* [Document excerpt]:

------

Central to this faith was the idea that history had a direction, that liberal democracies (and such appurtenances as free markets, academic freedom, elections, a freedom of the press, etc.) put us “on the right side of history,” as President Clinton famously proclaimed to Chinese Party General Secretary Jiang Zemin in 1998. In obverse, it presupposed that authoritarian governments were not on the right side of history, and that if the liberal democracies only “engaged” these governments in more educational exchanges, robust trade partnerships, fulsome cultural exchanges, and active diplomacy, they would ineluctably become . . . well, more like us.

In defense of such Hegelian dreamers, it should be said that despite their many millennia of authoritarian statecraft, modern Chinese leaders have given historical cause for such a positivist faith in their progress. Such hopes began in the early 20th century with Sun Yat-sen, a Western-educated, English-speaking, doctor and avatar of “republicanism” who became “president of China” after the collapse of the Qing Dynasty. Although he only held office for a meager two-plus months, he excited Western hopes about China’s ultimate political future by limning a roadmap calling for a long-term process that would begin with “military rule,” junzheng (军政), advance to “political tutelage,” xunzheng (训政),and then finally culminate in “constitutionalism,” xianzheng (宪政). The idea that underlay much of American policy was that if China was “engaged,” helped, and shown patience, in time it would ultimately molt out of its traditional autocratic ways to move toward the rule of law and constitutionalism.

After an interregnum of Chiang Kai-shek’s Nationalist rule (who also adopted Sun’s phased roadmap), China skidded off into a period of Maoism where the notion of democracy as an end goal was not completely abandoned, but hijacked and turned into a mutant “people’s democracy” with distinctly authoritarian Chinese characteristics.

Nonetheless, when Mao died and Deng Xiaoping miraculously managed to reinstall himself as supreme leader to declare a bold new era of “reform and opening up to the outside world” gaige kaifang (改革开放) not a few Chinese students, intellectuals, and officials in the 1980s began to actively lobby for a more open, enlightened, and democratic form of Chinese governance. In doing so, they created real grounds for hoping that, bit by bit, China could make a transition away from Maoism and towards a more open and democratic model at home, while becoming a “responsible stakeholder” abroad.

Despite the drubbing this dream took during and after the Beijing Massacre in 1989, it nonetheless was kept alive by the likes of the Brent Scowcofts and Henry Kissingers of the world, who, as Campbell and Ratner note, shared Joseph Nye’s observation: “If we treated China as an enemy, we were guaranteeing an enemy in the future. If we treated China as a friend, we could not guarantee friendship, but we kept open the possibility of more benign futures.”

It was a fair wager.

But now, as Campbell and Ratner are reminding us, late returns quite conclusively suggest that Xi Jinping has repudiated our Hegelian idealism. By proclaiming a new statist authoritarian “China option,” zhonggou fang’an (中国 方案) at the 19th Party Congress, he seems to be saying that there is no such thing as a common teleology (the provenance of Karl Marx’s Hegelian determinism notwithstanding!) and that far from being in process of slow evolution toward a future that will see China become more consonant with liberal and free market values, China has arrived at the end of its own version of history and has its own model and own teleology.

------

* [Excerpted data]:
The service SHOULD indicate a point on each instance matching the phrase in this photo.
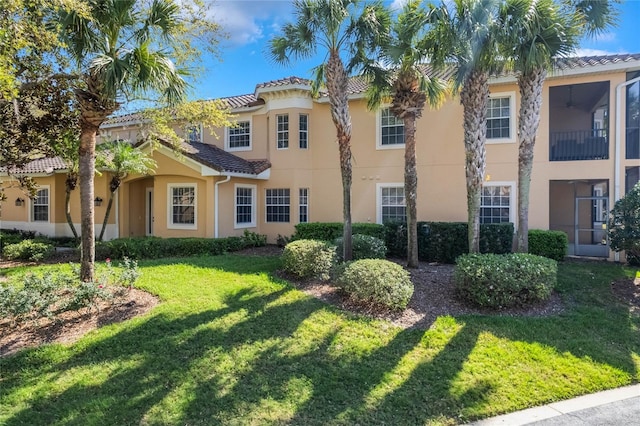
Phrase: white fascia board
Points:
(283, 88)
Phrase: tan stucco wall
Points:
(440, 162)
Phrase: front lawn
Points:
(231, 344)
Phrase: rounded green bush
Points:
(500, 281)
(363, 247)
(28, 250)
(309, 259)
(378, 281)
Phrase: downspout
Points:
(617, 166)
(215, 207)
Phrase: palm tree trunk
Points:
(475, 98)
(87, 162)
(70, 185)
(529, 118)
(411, 189)
(337, 79)
(106, 215)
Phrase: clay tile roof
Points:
(41, 165)
(221, 160)
(284, 82)
(590, 61)
(240, 101)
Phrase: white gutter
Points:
(617, 166)
(215, 207)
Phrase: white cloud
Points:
(248, 21)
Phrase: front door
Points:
(590, 229)
(149, 212)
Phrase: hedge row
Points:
(444, 241)
(154, 247)
(329, 231)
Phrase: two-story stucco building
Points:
(280, 167)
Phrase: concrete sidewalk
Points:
(613, 407)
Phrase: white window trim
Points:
(244, 148)
(379, 187)
(254, 190)
(266, 213)
(379, 145)
(170, 224)
(307, 205)
(288, 131)
(512, 118)
(512, 197)
(200, 128)
(305, 131)
(31, 205)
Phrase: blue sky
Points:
(251, 23)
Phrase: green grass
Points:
(230, 344)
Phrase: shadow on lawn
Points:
(177, 355)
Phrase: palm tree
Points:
(120, 158)
(398, 73)
(112, 44)
(333, 25)
(466, 40)
(67, 149)
(536, 32)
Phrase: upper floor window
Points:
(303, 204)
(282, 133)
(182, 206)
(278, 203)
(391, 132)
(239, 137)
(501, 117)
(40, 206)
(194, 133)
(496, 203)
(245, 206)
(391, 203)
(304, 131)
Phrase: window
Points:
(391, 203)
(239, 137)
(391, 130)
(495, 204)
(278, 202)
(304, 131)
(303, 205)
(282, 133)
(40, 206)
(182, 205)
(194, 132)
(501, 118)
(245, 206)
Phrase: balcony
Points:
(579, 145)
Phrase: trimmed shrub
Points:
(624, 226)
(500, 281)
(329, 231)
(364, 247)
(154, 247)
(309, 259)
(551, 244)
(28, 250)
(443, 242)
(377, 281)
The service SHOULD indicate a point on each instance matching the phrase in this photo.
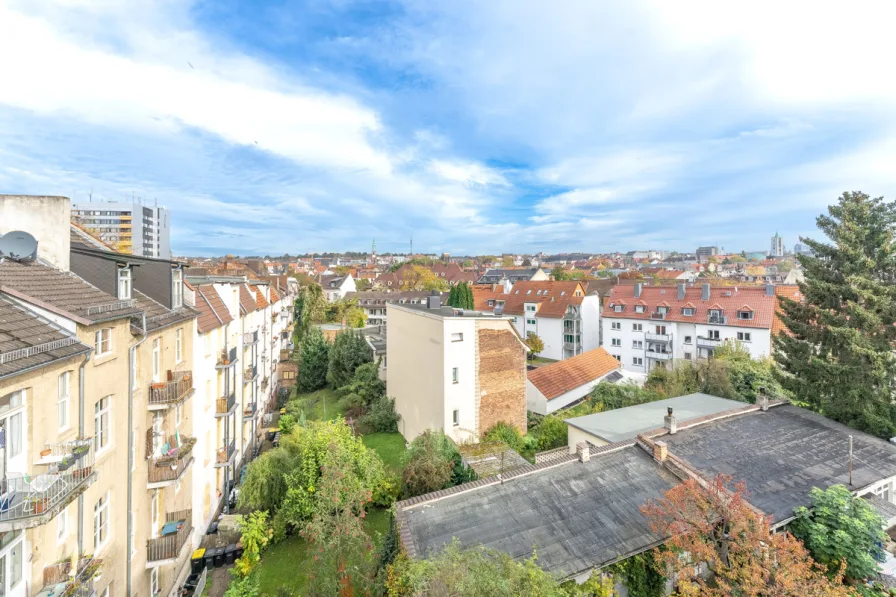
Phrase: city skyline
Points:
(505, 128)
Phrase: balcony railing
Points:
(224, 454)
(27, 501)
(665, 338)
(175, 534)
(178, 388)
(227, 358)
(704, 342)
(164, 470)
(225, 404)
(249, 411)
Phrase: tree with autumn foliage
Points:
(714, 529)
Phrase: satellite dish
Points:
(18, 245)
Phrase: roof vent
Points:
(18, 246)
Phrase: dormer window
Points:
(124, 283)
(177, 289)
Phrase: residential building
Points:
(596, 494)
(501, 276)
(374, 302)
(128, 227)
(704, 253)
(552, 387)
(560, 313)
(461, 372)
(649, 326)
(336, 287)
(777, 246)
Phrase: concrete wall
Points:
(47, 219)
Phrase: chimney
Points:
(660, 451)
(762, 400)
(670, 422)
(583, 450)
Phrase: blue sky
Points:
(475, 127)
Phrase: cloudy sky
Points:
(475, 127)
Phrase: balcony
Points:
(27, 502)
(664, 338)
(249, 411)
(227, 358)
(178, 388)
(224, 405)
(250, 374)
(225, 454)
(704, 342)
(165, 470)
(174, 536)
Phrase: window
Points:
(124, 283)
(103, 341)
(63, 400)
(177, 289)
(156, 360)
(101, 424)
(179, 345)
(62, 525)
(101, 522)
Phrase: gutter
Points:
(132, 357)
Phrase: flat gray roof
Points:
(627, 423)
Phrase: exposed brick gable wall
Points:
(501, 366)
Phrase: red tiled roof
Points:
(213, 313)
(558, 378)
(728, 299)
(553, 298)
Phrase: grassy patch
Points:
(390, 447)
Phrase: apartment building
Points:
(649, 326)
(560, 313)
(461, 372)
(128, 227)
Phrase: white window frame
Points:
(124, 283)
(63, 400)
(102, 424)
(102, 342)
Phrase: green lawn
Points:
(390, 447)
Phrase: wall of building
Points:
(45, 218)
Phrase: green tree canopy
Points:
(838, 354)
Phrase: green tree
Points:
(314, 358)
(350, 350)
(838, 354)
(535, 344)
(841, 527)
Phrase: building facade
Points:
(128, 227)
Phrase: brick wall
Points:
(502, 379)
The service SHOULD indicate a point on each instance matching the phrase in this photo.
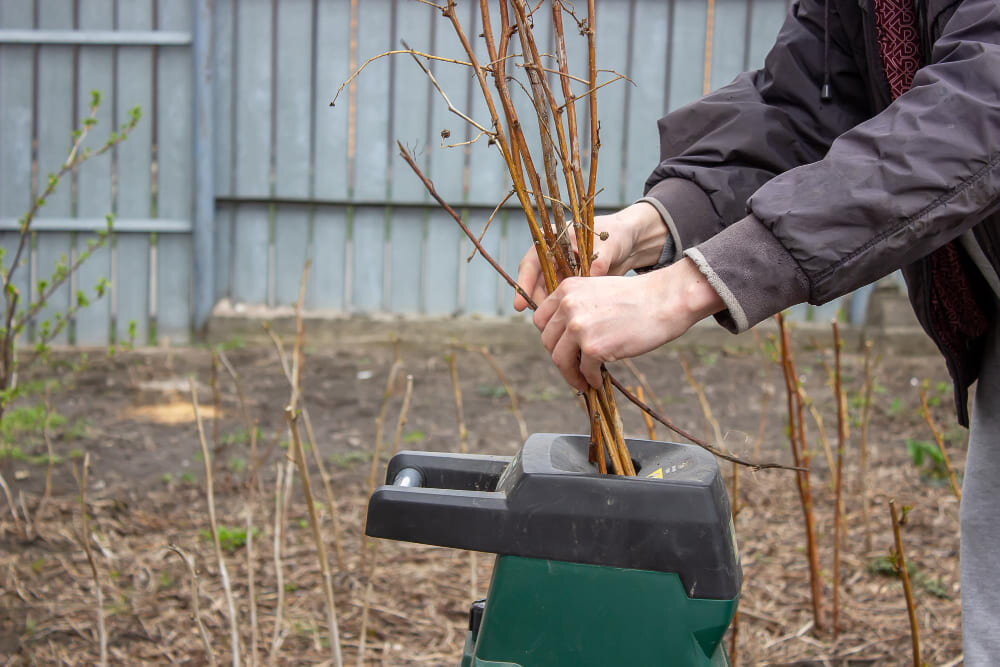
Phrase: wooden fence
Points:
(241, 169)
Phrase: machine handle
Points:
(409, 477)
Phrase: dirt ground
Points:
(131, 414)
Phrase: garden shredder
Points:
(590, 569)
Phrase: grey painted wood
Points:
(517, 241)
(175, 139)
(728, 41)
(250, 253)
(612, 53)
(481, 278)
(405, 260)
(253, 98)
(223, 31)
(441, 271)
(55, 94)
(368, 269)
(332, 69)
(92, 325)
(294, 88)
(326, 288)
(371, 158)
(224, 231)
(95, 37)
(488, 176)
(291, 241)
(687, 49)
(766, 19)
(373, 91)
(292, 146)
(174, 286)
(132, 286)
(16, 91)
(130, 294)
(648, 98)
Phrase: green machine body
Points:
(590, 569)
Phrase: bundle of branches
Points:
(558, 205)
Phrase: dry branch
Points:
(510, 392)
(800, 454)
(102, 631)
(234, 635)
(925, 411)
(899, 561)
(292, 418)
(195, 602)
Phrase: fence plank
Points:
(441, 273)
(406, 260)
(174, 159)
(292, 146)
(648, 101)
(766, 18)
(728, 41)
(293, 114)
(517, 241)
(290, 245)
(250, 253)
(488, 176)
(173, 298)
(134, 173)
(329, 255)
(368, 259)
(16, 93)
(612, 53)
(223, 31)
(332, 53)
(55, 96)
(252, 99)
(687, 48)
(481, 278)
(92, 325)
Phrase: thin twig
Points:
(521, 425)
(796, 439)
(279, 569)
(102, 631)
(925, 411)
(899, 560)
(234, 636)
(482, 234)
(863, 444)
(369, 586)
(195, 603)
(292, 418)
(392, 53)
(650, 426)
(838, 501)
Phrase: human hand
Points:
(634, 238)
(586, 322)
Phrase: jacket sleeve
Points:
(719, 150)
(888, 192)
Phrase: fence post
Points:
(203, 239)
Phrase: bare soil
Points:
(131, 413)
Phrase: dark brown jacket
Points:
(782, 198)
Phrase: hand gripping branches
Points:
(552, 214)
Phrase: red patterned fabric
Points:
(955, 314)
(898, 42)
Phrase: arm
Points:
(888, 192)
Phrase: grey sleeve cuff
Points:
(752, 273)
(672, 250)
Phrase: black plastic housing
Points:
(549, 502)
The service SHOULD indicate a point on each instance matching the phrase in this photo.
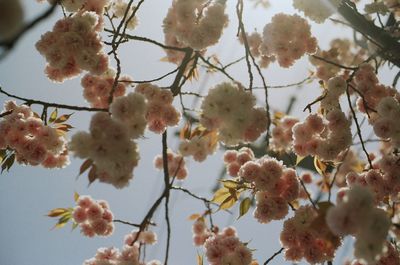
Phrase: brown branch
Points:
(130, 224)
(176, 87)
(49, 104)
(358, 127)
(242, 32)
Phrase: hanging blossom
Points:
(193, 23)
(317, 10)
(96, 6)
(109, 144)
(72, 46)
(160, 111)
(231, 110)
(226, 248)
(97, 88)
(176, 165)
(307, 236)
(282, 135)
(254, 40)
(129, 255)
(93, 217)
(33, 142)
(341, 51)
(287, 38)
(356, 215)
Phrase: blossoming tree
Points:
(328, 174)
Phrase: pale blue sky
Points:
(27, 193)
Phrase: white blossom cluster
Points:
(109, 143)
(96, 6)
(287, 38)
(33, 142)
(129, 255)
(317, 10)
(193, 23)
(355, 214)
(226, 248)
(72, 46)
(326, 140)
(231, 110)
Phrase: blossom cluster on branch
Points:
(266, 150)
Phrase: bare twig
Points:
(50, 104)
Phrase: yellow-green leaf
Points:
(63, 118)
(229, 184)
(53, 115)
(3, 153)
(320, 166)
(57, 212)
(299, 159)
(85, 165)
(76, 196)
(194, 216)
(74, 225)
(244, 206)
(185, 132)
(221, 195)
(200, 260)
(63, 220)
(7, 163)
(92, 176)
(228, 203)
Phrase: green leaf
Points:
(63, 118)
(229, 184)
(53, 115)
(299, 159)
(200, 260)
(221, 195)
(63, 220)
(57, 212)
(244, 206)
(74, 225)
(3, 153)
(76, 196)
(320, 166)
(85, 166)
(228, 203)
(7, 164)
(92, 176)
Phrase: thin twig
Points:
(50, 104)
(274, 255)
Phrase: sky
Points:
(28, 193)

------

* [Challenge 1]:
According to the essay on China policy, how long did Sun Yat-sen hold office as president of China?
* [Challenge 2]:
From the essay on China policy, print the words from "After an interregnum" up to and including "authoritarian Chinese characteristics.".

* [Exercise response 1]:
A meager two-plus months.

* [Exercise response 2]:
After an interregnum of Chiang Kai-shek’s Nationalist rule (who also adopted Sun’s phased roadmap), China skidded off into a period of Maoism where the notion of democracy as an end goal was not completely abandoned, but hijacked and turned into a mutant “people’s democracy” with distinctly authoritarian Chinese characteristics.